● **Required work**
Reproduce every record precisely, leaving no line out.

[Material provided Boundary: Start]

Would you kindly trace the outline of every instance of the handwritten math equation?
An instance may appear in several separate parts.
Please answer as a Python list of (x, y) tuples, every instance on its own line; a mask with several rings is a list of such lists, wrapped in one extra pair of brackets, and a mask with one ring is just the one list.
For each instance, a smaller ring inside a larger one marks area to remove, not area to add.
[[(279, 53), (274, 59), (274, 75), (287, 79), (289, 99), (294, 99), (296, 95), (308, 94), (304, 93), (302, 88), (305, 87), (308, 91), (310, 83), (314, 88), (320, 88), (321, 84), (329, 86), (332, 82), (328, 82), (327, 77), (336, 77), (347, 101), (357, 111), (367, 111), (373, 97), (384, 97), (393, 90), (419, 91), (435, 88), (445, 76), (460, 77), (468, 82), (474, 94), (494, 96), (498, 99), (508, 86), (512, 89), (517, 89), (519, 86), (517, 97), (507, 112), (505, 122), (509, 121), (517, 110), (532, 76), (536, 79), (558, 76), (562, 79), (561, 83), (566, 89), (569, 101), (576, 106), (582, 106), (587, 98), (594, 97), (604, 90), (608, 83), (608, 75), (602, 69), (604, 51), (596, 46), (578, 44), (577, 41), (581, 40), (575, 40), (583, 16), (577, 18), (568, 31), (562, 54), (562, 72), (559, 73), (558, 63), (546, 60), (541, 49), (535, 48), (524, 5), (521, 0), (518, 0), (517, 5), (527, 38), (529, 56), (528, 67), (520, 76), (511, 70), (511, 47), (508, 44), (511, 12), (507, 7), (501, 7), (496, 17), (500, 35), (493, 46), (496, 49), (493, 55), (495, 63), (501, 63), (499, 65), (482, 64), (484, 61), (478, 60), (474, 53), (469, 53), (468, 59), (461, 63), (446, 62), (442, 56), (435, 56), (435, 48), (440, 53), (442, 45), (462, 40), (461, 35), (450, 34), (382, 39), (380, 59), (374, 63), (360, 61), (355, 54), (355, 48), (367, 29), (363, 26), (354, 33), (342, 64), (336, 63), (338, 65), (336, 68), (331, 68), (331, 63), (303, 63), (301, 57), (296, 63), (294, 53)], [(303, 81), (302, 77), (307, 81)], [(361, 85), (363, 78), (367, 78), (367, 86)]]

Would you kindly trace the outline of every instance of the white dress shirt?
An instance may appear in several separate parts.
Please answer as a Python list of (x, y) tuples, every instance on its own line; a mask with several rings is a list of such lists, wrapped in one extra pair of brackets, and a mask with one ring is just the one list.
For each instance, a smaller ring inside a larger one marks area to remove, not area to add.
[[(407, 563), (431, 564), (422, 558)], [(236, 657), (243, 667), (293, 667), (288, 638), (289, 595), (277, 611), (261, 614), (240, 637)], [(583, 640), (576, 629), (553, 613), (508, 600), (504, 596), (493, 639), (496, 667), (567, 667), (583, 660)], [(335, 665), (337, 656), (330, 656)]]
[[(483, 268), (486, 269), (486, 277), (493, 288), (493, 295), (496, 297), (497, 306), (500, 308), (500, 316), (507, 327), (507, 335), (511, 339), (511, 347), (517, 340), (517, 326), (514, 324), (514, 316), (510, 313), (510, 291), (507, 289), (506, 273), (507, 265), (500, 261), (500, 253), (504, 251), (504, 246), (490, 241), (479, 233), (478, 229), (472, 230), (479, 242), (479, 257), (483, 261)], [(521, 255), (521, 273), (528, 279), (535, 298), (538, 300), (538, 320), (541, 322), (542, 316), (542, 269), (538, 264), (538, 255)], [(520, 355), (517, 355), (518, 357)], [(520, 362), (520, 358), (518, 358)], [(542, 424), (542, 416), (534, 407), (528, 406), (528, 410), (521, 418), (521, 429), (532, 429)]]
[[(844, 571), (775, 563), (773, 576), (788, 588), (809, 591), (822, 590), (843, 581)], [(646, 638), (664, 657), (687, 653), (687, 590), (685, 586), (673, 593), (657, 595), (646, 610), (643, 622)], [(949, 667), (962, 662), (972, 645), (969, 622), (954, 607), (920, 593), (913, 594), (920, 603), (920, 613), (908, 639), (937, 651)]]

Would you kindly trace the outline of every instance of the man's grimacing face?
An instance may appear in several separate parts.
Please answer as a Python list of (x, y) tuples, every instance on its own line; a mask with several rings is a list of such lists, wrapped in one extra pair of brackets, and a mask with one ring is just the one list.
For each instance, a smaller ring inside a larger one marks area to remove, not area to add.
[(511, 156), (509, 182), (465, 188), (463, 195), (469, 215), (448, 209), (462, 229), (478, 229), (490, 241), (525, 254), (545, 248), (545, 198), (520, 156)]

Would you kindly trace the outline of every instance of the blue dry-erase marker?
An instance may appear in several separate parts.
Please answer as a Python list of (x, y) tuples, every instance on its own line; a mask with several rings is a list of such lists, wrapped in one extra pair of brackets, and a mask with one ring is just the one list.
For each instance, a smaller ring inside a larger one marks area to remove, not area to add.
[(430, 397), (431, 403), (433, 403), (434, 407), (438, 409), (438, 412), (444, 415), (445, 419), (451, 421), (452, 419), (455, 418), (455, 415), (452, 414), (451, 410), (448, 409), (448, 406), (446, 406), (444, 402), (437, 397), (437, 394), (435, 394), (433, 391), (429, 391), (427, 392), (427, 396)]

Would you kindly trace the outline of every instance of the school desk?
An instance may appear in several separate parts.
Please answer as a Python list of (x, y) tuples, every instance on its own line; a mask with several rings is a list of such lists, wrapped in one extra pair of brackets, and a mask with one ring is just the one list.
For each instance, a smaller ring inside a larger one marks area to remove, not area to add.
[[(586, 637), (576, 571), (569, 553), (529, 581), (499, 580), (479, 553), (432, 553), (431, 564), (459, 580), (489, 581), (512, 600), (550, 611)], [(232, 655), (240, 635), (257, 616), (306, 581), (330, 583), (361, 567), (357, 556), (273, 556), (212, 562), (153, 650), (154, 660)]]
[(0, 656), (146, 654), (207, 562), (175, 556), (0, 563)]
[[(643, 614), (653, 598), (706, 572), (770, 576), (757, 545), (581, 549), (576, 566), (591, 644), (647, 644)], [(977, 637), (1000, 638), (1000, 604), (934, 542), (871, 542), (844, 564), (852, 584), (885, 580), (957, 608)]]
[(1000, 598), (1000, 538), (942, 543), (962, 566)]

[Material provided Boundary: End]

● **Solution below**
Would you kindly trace the outline of every instance of the handwritten math equation?
An instance may appear in several separate parts.
Please answer as a Python list of (x, y) tuples, every instance on its own line; a mask with several rings is a list of such lists, wrapped in one extra pair of brackets, and a mask with one ring is just the one list.
For each instance, a smaller ring inside a larger one marks area to remove, not area to add.
[[(279, 53), (274, 59), (274, 75), (287, 79), (289, 99), (294, 99), (296, 95), (308, 94), (304, 93), (302, 88), (305, 87), (308, 91), (310, 83), (314, 88), (320, 88), (321, 84), (329, 86), (332, 82), (328, 82), (327, 77), (336, 77), (347, 101), (357, 111), (367, 111), (373, 97), (384, 97), (393, 90), (419, 91), (435, 88), (445, 76), (460, 77), (468, 82), (474, 94), (494, 96), (498, 99), (508, 86), (512, 89), (517, 89), (519, 86), (517, 97), (507, 112), (505, 122), (509, 121), (517, 110), (532, 76), (536, 79), (558, 76), (562, 79), (561, 83), (566, 89), (569, 101), (576, 106), (582, 106), (587, 98), (594, 97), (604, 90), (608, 83), (608, 75), (602, 69), (604, 51), (596, 46), (578, 44), (577, 41), (581, 40), (575, 40), (583, 16), (577, 18), (568, 31), (562, 54), (562, 72), (559, 73), (558, 63), (546, 60), (541, 49), (535, 48), (524, 5), (521, 0), (518, 0), (517, 5), (527, 38), (529, 56), (528, 67), (520, 76), (511, 70), (511, 47), (508, 44), (511, 12), (507, 7), (501, 7), (496, 17), (500, 35), (493, 46), (496, 49), (493, 55), (495, 63), (501, 63), (499, 65), (482, 64), (484, 61), (478, 60), (474, 53), (469, 53), (468, 59), (461, 63), (446, 62), (442, 56), (435, 56), (435, 48), (440, 53), (442, 45), (462, 40), (461, 35), (450, 34), (382, 39), (380, 59), (374, 63), (360, 61), (355, 54), (355, 48), (367, 29), (363, 26), (354, 33), (342, 64), (336, 63), (338, 65), (336, 68), (331, 68), (331, 63), (303, 63), (301, 57), (296, 63), (294, 53)], [(303, 81), (302, 77), (307, 81)], [(361, 85), (363, 78), (367, 78), (367, 86)]]

Would you kindly trace the outline of every instance of the white dress shirt?
An instance may appear in several separate parts.
Please answer as a Python list of (x, y) tuples, every instance on its own line; a mask with several rings is a list of such lists, wrapped in one extra pair of brackets, and a mask with one ring is just the one list.
For each instance, a smaller ring inside a larger one marks area to remove, not area to add.
[[(407, 563), (431, 564), (422, 558)], [(236, 657), (243, 667), (293, 667), (288, 638), (289, 595), (277, 611), (261, 614), (240, 637)], [(583, 640), (576, 629), (553, 613), (508, 600), (504, 596), (493, 639), (496, 667), (567, 667), (583, 660)], [(335, 665), (337, 656), (330, 656)]]
[[(483, 268), (486, 269), (486, 277), (493, 288), (493, 295), (496, 297), (497, 306), (500, 308), (500, 316), (507, 327), (507, 335), (511, 339), (511, 347), (517, 340), (517, 326), (514, 324), (514, 316), (510, 313), (510, 291), (507, 289), (506, 273), (507, 265), (500, 261), (500, 253), (504, 251), (504, 246), (490, 241), (479, 233), (478, 229), (472, 230), (479, 242), (479, 257), (483, 261)], [(521, 255), (521, 273), (528, 279), (535, 298), (538, 300), (538, 320), (541, 322), (542, 316), (542, 269), (538, 264), (538, 255)], [(520, 355), (517, 355), (518, 357)], [(520, 362), (520, 358), (518, 358)], [(542, 424), (542, 416), (534, 407), (528, 406), (528, 410), (521, 418), (521, 429), (532, 429)]]
[[(844, 571), (775, 563), (773, 576), (788, 588), (809, 591), (822, 590), (843, 581)], [(646, 638), (664, 657), (687, 653), (687, 590), (685, 586), (673, 593), (657, 595), (646, 610), (643, 622)], [(949, 667), (962, 662), (972, 645), (969, 622), (954, 607), (920, 593), (913, 594), (920, 603), (920, 613), (908, 639), (937, 651)]]

Would you kindly trace the outline of every instance of the man's grimacing face?
An instance may appear in several separate parts.
Please answer as a Python list of (x, y) tuples, every instance on its own line; a mask with several rings is a list of such lists, wrapped in one extra pair of brackets, and a mask with one ring is just the one list.
For each instance, a smaller ring inside a larger one marks area to remove, not area to add.
[(511, 156), (509, 182), (465, 188), (463, 195), (469, 215), (448, 209), (462, 229), (478, 229), (490, 241), (525, 254), (545, 248), (545, 198), (520, 156)]

Would you kindly trace the outline of every instance of the blue dry-erase marker?
An instance may appear in several separate parts.
Please answer as a Python list of (x, y) tuples, every instance on its own line; a mask with several rings is a list of such lists, wrapped in one extra pair of brackets, and a mask with one ring is just the one list.
For each instance, a smaller ring inside a larger one marks area to remove, not area to add.
[(430, 397), (431, 403), (433, 403), (434, 407), (438, 409), (438, 412), (444, 415), (445, 419), (451, 421), (452, 419), (455, 418), (455, 415), (452, 414), (451, 410), (448, 409), (448, 406), (446, 406), (444, 402), (437, 397), (437, 394), (435, 394), (433, 391), (429, 391), (427, 392), (427, 396)]

Would you kindly trace the outline of every instance of the school desk?
An instance may appear in several separate parts.
Please answer as a Python list of (x, y) tuples, every instance on its own line; a mask with several rings is a list of such lists, wrapped in one extra pair of brackets, and a mask with one ring is just the one list.
For each instance, a smaller ring inside a larger one marks area to remove, not area to add.
[[(586, 637), (576, 571), (569, 553), (529, 581), (499, 580), (479, 553), (432, 553), (431, 564), (459, 580), (489, 581), (512, 600), (550, 611)], [(232, 655), (240, 635), (257, 616), (306, 581), (330, 583), (361, 567), (357, 556), (273, 556), (212, 562), (153, 650), (154, 660)]]
[(0, 656), (146, 654), (207, 562), (175, 556), (0, 563)]
[[(643, 614), (653, 598), (706, 572), (770, 576), (757, 545), (581, 549), (576, 566), (591, 644), (647, 644)], [(977, 637), (1000, 638), (1000, 604), (934, 542), (871, 542), (844, 564), (852, 584), (885, 580), (957, 608)]]
[(1000, 598), (1000, 538), (942, 543), (962, 566)]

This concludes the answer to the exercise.